▶ Stated exercise
Return every line of the records below that contains the string "sleeve", matching case exactly.

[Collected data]
--- begin ---

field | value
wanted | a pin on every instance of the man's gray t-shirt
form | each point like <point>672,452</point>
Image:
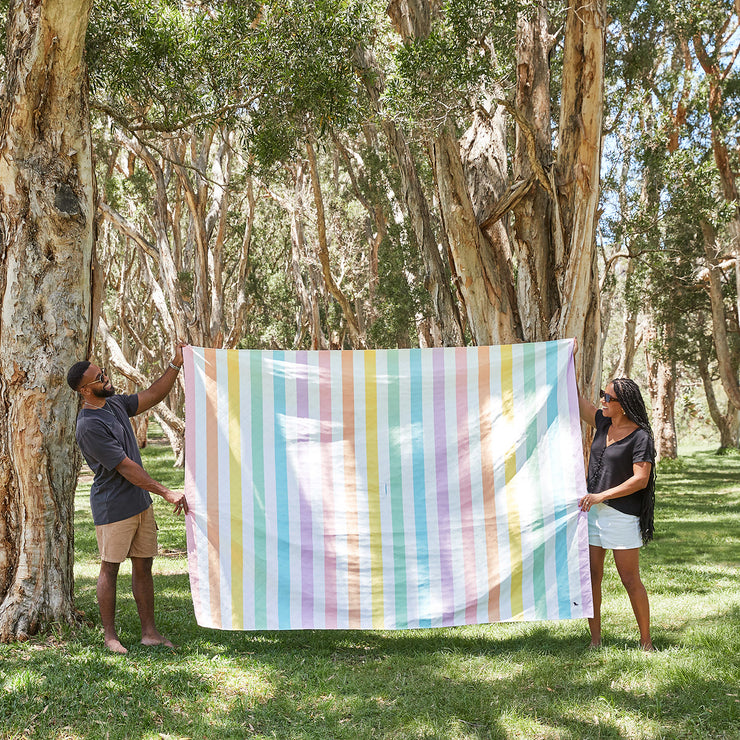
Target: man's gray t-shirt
<point>106,437</point>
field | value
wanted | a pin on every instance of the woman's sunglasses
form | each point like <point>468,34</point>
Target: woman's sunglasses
<point>608,397</point>
<point>98,379</point>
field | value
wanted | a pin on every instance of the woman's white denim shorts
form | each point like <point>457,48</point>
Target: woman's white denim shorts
<point>612,529</point>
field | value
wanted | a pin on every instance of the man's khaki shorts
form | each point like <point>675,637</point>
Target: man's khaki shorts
<point>135,537</point>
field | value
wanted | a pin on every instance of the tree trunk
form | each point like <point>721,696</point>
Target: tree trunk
<point>358,341</point>
<point>662,384</point>
<point>47,221</point>
<point>629,333</point>
<point>536,288</point>
<point>484,272</point>
<point>577,196</point>
<point>416,206</point>
<point>728,371</point>
<point>726,423</point>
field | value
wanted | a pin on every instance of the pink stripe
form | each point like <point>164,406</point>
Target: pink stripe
<point>304,502</point>
<point>580,481</point>
<point>466,488</point>
<point>443,499</point>
<point>350,491</point>
<point>584,565</point>
<point>191,493</point>
<point>327,487</point>
<point>214,562</point>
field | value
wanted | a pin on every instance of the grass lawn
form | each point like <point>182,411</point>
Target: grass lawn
<point>526,680</point>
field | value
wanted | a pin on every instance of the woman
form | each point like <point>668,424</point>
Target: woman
<point>621,496</point>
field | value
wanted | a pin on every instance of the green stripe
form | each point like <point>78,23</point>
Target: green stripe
<point>258,478</point>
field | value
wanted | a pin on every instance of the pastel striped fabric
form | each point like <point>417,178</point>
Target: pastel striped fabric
<point>384,489</point>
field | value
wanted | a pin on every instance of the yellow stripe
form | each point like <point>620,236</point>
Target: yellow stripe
<point>235,492</point>
<point>512,506</point>
<point>373,487</point>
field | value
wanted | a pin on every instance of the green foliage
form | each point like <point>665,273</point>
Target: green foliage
<point>445,74</point>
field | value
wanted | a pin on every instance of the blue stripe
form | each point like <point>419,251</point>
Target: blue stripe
<point>258,491</point>
<point>558,473</point>
<point>420,514</point>
<point>281,492</point>
<point>532,354</point>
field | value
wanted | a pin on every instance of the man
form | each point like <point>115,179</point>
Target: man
<point>119,499</point>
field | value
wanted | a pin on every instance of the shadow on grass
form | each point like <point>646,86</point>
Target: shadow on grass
<point>464,682</point>
<point>487,681</point>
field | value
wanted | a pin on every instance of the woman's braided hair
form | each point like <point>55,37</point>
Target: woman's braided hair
<point>630,398</point>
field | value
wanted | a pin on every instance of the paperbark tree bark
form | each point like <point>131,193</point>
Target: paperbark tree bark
<point>416,207</point>
<point>728,370</point>
<point>726,423</point>
<point>662,384</point>
<point>47,234</point>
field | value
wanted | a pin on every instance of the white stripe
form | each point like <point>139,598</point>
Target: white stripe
<point>245,423</point>
<point>200,528</point>
<point>430,479</point>
<point>407,486</point>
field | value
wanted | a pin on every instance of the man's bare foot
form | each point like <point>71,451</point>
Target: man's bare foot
<point>114,645</point>
<point>155,639</point>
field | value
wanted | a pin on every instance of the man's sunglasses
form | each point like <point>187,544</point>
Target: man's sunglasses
<point>98,379</point>
<point>608,397</point>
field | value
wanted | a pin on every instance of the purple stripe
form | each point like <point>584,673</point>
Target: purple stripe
<point>440,466</point>
<point>584,565</point>
<point>579,475</point>
<point>307,590</point>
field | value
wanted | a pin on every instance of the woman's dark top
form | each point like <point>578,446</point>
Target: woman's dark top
<point>612,465</point>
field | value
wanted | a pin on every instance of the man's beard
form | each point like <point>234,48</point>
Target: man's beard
<point>104,392</point>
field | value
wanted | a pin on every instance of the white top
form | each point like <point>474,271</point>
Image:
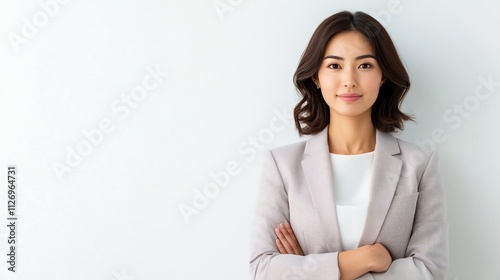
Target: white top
<point>351,183</point>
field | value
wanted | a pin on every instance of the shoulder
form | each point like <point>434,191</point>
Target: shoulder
<point>289,153</point>
<point>414,156</point>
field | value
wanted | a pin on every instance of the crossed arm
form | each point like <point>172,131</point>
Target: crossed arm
<point>352,264</point>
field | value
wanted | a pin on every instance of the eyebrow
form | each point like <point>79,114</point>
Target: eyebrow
<point>357,58</point>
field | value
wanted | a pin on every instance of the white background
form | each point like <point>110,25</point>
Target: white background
<point>229,94</point>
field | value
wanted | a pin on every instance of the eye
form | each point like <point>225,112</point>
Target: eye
<point>334,66</point>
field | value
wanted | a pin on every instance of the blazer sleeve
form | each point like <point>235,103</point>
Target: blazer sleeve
<point>272,209</point>
<point>427,251</point>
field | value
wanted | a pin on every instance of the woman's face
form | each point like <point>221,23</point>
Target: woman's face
<point>349,76</point>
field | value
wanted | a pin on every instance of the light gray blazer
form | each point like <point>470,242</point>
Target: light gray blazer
<point>407,212</point>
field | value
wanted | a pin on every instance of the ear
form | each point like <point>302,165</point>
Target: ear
<point>316,81</point>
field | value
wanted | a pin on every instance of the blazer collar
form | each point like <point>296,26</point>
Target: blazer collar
<point>318,173</point>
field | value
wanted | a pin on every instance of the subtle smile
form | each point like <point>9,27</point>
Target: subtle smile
<point>349,97</point>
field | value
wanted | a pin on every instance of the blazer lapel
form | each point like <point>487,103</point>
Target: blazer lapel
<point>318,174</point>
<point>385,177</point>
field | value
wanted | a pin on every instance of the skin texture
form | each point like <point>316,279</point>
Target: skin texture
<point>349,68</point>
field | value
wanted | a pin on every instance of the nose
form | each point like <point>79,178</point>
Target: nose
<point>349,79</point>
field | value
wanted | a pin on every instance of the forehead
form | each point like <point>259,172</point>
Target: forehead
<point>348,43</point>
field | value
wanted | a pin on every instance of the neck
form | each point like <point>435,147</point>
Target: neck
<point>351,135</point>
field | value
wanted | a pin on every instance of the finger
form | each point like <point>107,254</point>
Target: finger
<point>281,249</point>
<point>290,237</point>
<point>289,229</point>
<point>284,241</point>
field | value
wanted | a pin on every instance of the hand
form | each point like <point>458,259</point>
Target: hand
<point>286,242</point>
<point>380,259</point>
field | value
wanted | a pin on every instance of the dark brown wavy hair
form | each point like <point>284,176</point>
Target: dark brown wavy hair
<point>312,113</point>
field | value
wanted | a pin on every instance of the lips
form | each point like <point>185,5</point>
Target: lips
<point>349,97</point>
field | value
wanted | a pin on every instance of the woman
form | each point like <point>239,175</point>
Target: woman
<point>352,202</point>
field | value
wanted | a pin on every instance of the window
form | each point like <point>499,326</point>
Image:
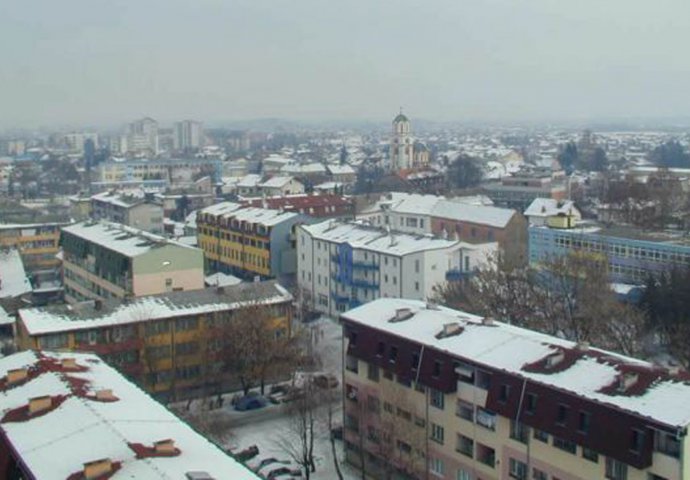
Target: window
<point>517,469</point>
<point>374,404</point>
<point>583,422</point>
<point>437,433</point>
<point>636,440</point>
<point>589,454</point>
<point>465,445</point>
<point>463,475</point>
<point>541,435</point>
<point>486,419</point>
<point>539,475</point>
<point>503,393</point>
<point>519,431</point>
<point>667,444</point>
<point>351,364</point>
<point>465,410</point>
<point>531,403</point>
<point>373,372</point>
<point>562,414</point>
<point>565,445</point>
<point>437,369</point>
<point>436,398</point>
<point>436,466</point>
<point>616,470</point>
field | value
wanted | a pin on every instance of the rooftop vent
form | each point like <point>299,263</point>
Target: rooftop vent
<point>16,375</point>
<point>69,363</point>
<point>198,476</point>
<point>449,330</point>
<point>97,468</point>
<point>40,404</point>
<point>105,394</point>
<point>555,358</point>
<point>402,314</point>
<point>627,380</point>
<point>166,446</point>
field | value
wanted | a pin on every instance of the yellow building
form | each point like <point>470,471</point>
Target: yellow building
<point>170,344</point>
<point>38,243</point>
<point>248,241</point>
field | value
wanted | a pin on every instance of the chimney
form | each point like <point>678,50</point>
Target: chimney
<point>39,404</point>
<point>16,375</point>
<point>166,446</point>
<point>627,380</point>
<point>105,394</point>
<point>555,358</point>
<point>69,363</point>
<point>97,468</point>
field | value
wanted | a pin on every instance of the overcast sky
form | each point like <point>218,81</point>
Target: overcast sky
<point>84,62</point>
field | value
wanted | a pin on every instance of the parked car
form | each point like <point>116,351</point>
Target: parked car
<point>250,402</point>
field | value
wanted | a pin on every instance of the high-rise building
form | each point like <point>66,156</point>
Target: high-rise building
<point>142,136</point>
<point>402,145</point>
<point>188,134</point>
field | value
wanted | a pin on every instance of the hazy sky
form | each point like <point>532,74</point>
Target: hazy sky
<point>109,61</point>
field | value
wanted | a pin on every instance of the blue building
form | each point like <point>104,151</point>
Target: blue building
<point>631,255</point>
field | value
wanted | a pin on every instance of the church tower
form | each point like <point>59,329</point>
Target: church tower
<point>402,146</point>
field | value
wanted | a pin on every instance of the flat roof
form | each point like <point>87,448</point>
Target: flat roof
<point>128,241</point>
<point>82,429</point>
<point>512,349</point>
<point>364,236</point>
<point>113,312</point>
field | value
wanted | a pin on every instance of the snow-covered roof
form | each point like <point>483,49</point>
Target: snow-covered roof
<point>55,444</point>
<point>479,214</point>
<point>276,182</point>
<point>364,236</point>
<point>13,281</point>
<point>261,216</point>
<point>60,318</point>
<point>340,169</point>
<point>548,207</point>
<point>125,240</point>
<point>512,349</point>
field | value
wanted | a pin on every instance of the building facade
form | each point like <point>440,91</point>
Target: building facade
<point>630,260</point>
<point>170,343</point>
<point>133,209</point>
<point>248,241</point>
<point>104,260</point>
<point>342,265</point>
<point>38,243</point>
<point>431,392</point>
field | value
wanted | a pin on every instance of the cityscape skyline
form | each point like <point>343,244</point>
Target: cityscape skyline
<point>495,61</point>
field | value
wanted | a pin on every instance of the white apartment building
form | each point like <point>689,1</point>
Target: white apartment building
<point>344,264</point>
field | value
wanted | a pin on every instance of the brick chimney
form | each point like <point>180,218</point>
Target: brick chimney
<point>17,375</point>
<point>97,468</point>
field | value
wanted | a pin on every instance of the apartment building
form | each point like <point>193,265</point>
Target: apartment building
<point>248,242</point>
<point>104,260</point>
<point>431,392</point>
<point>345,264</point>
<point>317,206</point>
<point>170,343</point>
<point>63,419</point>
<point>38,243</point>
<point>457,218</point>
<point>632,255</point>
<point>132,208</point>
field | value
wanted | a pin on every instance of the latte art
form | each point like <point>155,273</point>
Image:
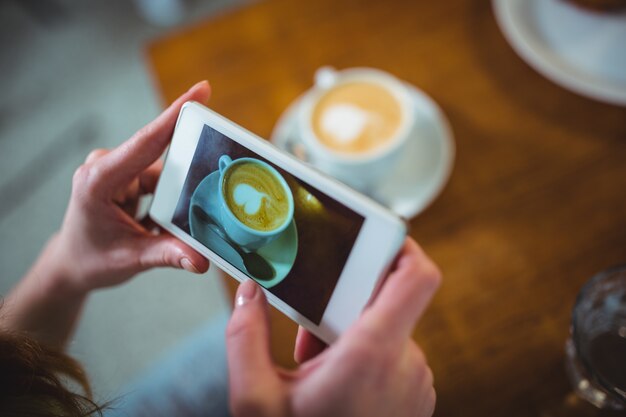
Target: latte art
<point>255,196</point>
<point>357,117</point>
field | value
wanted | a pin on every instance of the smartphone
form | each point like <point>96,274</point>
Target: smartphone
<point>318,248</point>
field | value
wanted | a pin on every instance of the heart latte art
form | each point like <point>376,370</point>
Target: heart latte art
<point>255,196</point>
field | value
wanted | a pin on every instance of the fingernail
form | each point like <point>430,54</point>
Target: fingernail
<point>246,292</point>
<point>186,264</point>
<point>198,84</point>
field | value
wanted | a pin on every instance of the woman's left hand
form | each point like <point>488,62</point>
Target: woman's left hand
<point>100,243</point>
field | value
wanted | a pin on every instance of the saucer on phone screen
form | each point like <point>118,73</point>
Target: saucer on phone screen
<point>419,176</point>
<point>281,253</point>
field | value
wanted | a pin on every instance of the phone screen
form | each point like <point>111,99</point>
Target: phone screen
<point>280,231</point>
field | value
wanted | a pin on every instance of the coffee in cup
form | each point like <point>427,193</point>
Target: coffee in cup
<point>355,123</point>
<point>255,196</point>
<point>256,203</point>
<point>356,118</point>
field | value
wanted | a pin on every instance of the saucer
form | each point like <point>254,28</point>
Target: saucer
<point>280,253</point>
<point>579,49</point>
<point>418,178</point>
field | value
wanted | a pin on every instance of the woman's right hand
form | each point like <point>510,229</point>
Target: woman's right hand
<point>374,369</point>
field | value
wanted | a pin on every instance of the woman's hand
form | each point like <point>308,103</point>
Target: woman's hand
<point>374,369</point>
<point>100,243</point>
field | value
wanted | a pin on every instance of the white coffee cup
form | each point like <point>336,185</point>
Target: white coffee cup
<point>362,171</point>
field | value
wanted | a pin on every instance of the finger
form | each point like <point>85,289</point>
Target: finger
<point>166,250</point>
<point>250,368</point>
<point>405,294</point>
<point>308,346</point>
<point>95,155</point>
<point>149,178</point>
<point>136,154</point>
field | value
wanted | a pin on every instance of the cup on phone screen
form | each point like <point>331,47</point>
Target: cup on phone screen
<point>355,123</point>
<point>256,203</point>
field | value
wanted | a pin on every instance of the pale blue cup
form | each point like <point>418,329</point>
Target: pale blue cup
<point>243,235</point>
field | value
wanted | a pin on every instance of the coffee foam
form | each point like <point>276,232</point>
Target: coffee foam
<point>345,122</point>
<point>255,196</point>
<point>357,117</point>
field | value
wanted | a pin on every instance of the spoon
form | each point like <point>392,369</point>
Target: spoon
<point>257,265</point>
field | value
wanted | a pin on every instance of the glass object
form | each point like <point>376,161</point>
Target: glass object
<point>596,349</point>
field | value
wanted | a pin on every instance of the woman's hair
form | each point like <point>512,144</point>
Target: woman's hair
<point>33,380</point>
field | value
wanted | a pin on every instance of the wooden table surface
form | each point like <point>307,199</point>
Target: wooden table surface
<point>536,203</point>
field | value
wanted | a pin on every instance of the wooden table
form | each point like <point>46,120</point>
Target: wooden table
<point>536,203</point>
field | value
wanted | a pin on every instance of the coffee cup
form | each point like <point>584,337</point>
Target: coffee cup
<point>355,123</point>
<point>256,204</point>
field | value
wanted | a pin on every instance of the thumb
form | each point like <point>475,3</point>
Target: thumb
<point>252,377</point>
<point>166,250</point>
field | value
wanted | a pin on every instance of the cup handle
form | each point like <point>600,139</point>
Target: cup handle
<point>223,162</point>
<point>325,77</point>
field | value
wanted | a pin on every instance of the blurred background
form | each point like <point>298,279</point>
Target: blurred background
<point>535,93</point>
<point>73,79</point>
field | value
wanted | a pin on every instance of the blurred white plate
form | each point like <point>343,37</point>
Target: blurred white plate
<point>418,178</point>
<point>581,50</point>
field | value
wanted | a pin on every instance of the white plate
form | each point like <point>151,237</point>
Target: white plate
<point>581,50</point>
<point>424,169</point>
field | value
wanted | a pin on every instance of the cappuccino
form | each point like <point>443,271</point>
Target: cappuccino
<point>357,117</point>
<point>255,196</point>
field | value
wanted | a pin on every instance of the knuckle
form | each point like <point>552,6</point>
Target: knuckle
<point>431,274</point>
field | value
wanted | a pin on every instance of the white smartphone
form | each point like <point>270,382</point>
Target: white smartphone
<point>318,248</point>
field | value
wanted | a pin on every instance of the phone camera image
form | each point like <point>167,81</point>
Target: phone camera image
<point>291,238</point>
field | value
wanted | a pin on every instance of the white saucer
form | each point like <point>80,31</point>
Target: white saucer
<point>421,174</point>
<point>581,50</point>
<point>281,253</point>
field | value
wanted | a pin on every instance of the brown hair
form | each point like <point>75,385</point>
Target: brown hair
<point>33,380</point>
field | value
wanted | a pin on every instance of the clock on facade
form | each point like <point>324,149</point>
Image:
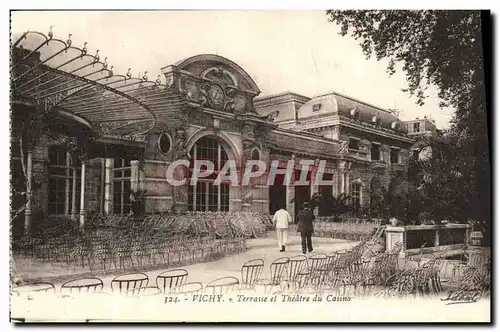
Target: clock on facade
<point>215,95</point>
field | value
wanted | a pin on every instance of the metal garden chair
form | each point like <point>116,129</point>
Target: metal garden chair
<point>127,282</point>
<point>83,285</point>
<point>171,279</point>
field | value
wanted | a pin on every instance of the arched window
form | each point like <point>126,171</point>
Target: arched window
<point>204,195</point>
<point>164,143</point>
<point>61,168</point>
<point>356,195</point>
<point>121,185</point>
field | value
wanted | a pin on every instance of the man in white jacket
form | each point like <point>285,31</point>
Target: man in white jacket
<point>281,219</point>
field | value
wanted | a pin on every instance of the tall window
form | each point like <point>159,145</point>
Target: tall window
<point>394,156</point>
<point>121,186</point>
<point>375,152</point>
<point>61,182</point>
<point>204,195</point>
<point>356,195</point>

--- end ---

▶ Worked answer
wanted | a pin on every instance of the blazer sleeve
Target: blazer sleeve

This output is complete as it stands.